» THE PROBLEM
Read the records and gather each line that includes "every".

» RECORD EXTRACTS
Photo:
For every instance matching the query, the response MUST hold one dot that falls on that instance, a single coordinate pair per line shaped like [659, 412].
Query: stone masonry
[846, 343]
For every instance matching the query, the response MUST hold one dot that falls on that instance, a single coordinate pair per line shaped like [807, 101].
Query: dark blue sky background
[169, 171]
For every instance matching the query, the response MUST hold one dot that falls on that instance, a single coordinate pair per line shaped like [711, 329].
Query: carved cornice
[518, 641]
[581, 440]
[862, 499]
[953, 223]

...

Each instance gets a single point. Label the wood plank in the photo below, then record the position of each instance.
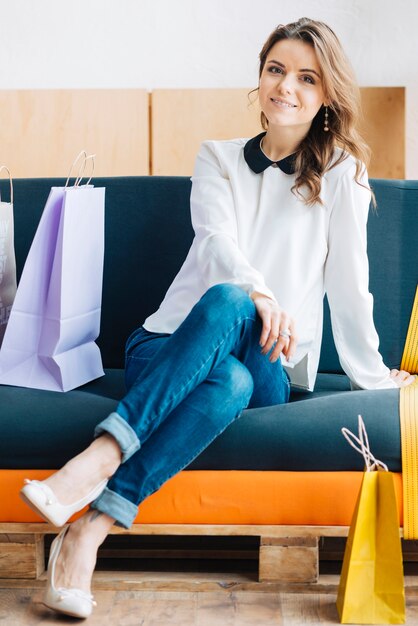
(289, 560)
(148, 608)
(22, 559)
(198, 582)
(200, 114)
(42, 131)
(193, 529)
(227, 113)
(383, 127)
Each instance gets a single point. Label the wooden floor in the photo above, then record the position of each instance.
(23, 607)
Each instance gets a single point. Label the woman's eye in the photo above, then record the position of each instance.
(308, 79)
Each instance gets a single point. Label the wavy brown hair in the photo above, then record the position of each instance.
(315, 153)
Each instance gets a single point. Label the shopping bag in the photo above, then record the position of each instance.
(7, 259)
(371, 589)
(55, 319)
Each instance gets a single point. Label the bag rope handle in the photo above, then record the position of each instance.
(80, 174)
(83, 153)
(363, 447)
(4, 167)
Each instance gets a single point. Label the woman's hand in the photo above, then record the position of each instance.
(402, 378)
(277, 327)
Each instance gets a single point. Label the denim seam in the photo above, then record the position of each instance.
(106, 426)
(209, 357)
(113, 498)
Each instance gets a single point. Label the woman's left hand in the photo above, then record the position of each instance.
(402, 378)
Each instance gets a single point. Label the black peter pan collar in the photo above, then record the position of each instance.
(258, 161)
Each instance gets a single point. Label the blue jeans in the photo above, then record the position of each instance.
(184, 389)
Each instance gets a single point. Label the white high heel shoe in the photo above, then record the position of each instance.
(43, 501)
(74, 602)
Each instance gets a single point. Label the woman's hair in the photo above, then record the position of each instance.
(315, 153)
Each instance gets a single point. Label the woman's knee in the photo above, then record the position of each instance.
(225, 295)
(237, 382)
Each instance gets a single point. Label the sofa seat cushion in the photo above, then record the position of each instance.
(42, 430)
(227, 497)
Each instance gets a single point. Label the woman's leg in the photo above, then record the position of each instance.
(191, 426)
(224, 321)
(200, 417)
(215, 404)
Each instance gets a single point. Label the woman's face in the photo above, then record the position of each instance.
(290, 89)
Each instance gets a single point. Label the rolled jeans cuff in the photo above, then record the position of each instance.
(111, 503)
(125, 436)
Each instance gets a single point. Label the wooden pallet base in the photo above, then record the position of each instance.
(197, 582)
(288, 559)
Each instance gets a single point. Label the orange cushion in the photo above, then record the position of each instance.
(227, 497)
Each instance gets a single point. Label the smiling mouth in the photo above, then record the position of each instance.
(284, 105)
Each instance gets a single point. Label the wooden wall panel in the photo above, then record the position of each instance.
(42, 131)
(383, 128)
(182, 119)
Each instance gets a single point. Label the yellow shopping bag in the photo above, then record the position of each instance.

» REPLY TO THE TASK
For every instance matching the query, the response MUST hold one dot that falls on that instance, a single coordinate pair per line shaped like [659, 412].
For every instance matching the query, the response MUST hold one dot that falls on that instance, a single coordinate pair per line shaped like [807, 101].
For every instance matching the query, the response MUST hold one dot that falls on that instance, a single coordinate pair per line shaped like [711, 329].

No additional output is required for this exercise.